* Source document *

Once such areas have been established, researchers say they would expect to see the fish roam beyond the boundaries of the MPAs, rebuilding fisheries farther afield. Combined with conventional fisheries management, MPAs could be an important tool for sustainable harvesting of fish, they say.

Fisherman query the science

Yet the notion of locking up greater portions of US coastal areas - at least for the sake of fisheries - is meeting with mixed reviews from the commercial fishing industry.

"Widening the network of no-take reserves is a greater threat to the productivity of fisheries than overfishing," says Richard Allen, a lobster fisherman from Wakefield, R.I., and fellow in the Pew Charitable Trust's program in marine conservation. He notes that while an MPA may protect fish and expand their populations within its boundaries, the pressure is likely to grow on the fisheries outside the boundaries.

Even proponents of MPAs acknowledge that the jury is still out on the impact reserves can have on improving stocks outside their boundaries.

"It doesn't make sense to preserve an area and trash the rest," Mr. Allen says. He holds that traditional approaches, such as limiting catches, limiting gear, and reducing the size of fishing fleets through quotas, are sufficiently effective to manage fisheries.

Yet in the face of growing pressure from scientists, environmentalists, and the federal government, opposition to additional MPAs faces an uphill battle.

NOAA's Haskell notes that when his agency and the National Park Service released their final management plan for the Keys a few years ago, it included the stated intention to design the new Tortugas reserve. That provision "was notice to everybody that the train was leaving the station, and you can either get on it or stand in front of it," he says.

* Dataset content *
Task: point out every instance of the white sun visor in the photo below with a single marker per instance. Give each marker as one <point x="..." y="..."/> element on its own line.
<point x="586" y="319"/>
...
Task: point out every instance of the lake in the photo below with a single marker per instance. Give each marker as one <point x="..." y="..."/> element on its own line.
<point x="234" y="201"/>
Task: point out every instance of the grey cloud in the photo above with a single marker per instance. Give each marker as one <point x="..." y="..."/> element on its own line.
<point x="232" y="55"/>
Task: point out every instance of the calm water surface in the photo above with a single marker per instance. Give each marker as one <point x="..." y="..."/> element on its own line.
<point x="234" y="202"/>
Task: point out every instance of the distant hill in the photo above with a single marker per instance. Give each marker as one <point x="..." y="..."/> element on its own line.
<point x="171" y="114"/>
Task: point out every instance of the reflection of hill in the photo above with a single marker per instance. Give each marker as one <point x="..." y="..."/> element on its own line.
--
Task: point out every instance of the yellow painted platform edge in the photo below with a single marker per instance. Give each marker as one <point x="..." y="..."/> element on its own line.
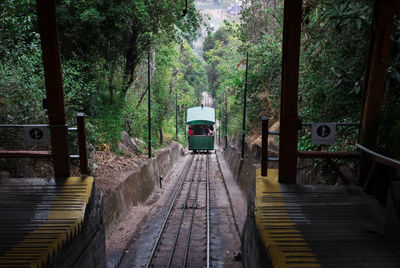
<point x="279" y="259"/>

* Written request A *
In the article on marine protected areas, where is lobster fisherman Richard Allen from?
* Written request B *
Rewrite the article on marine protected areas from "Fisherman query the" to "commercial fishing industry.", renaming "commercial fishing industry" as "commercial fishing sector".
* Written request C *
Carry the article on marine protected areas further, picking up after its final sentence.

* Expected answer A *
Wakefield, R.I.

* Expected answer B *
Fisherman query the science

Yet the notion of locking up greater portions of US coastal areas - at least for the sake of fisheries - is meeting with mixed reviews from the commercial fishing sector.

* Expected answer C *
Such attitudes rile some conservatives in Congress who come from states with large tracts of land whose use the federal government restricts. During the spring and summer, some House members deleted $3 million from the president's budget aimed at implementing the executive order on MPAs. Then, when a conference committee restored the money, opponents inserted language into the budget provision that restricted NOAA to cataloging existing MPAs.

Even as Congress wrestles with the issue, many in Washington are looking to California as the next major test of the science and politics behind MPAs. Under its Marine Life Protection Act, the state is grappling with plans to establish a string of reserves along the length of its coastline. In addition, federal and state officials are laying plans to set up marine-protected areas around the Channel Islands, off Santa Barbara.

At the root of the efforts lies what NOAA's Dr. Bohnsack calls the precautionary principle.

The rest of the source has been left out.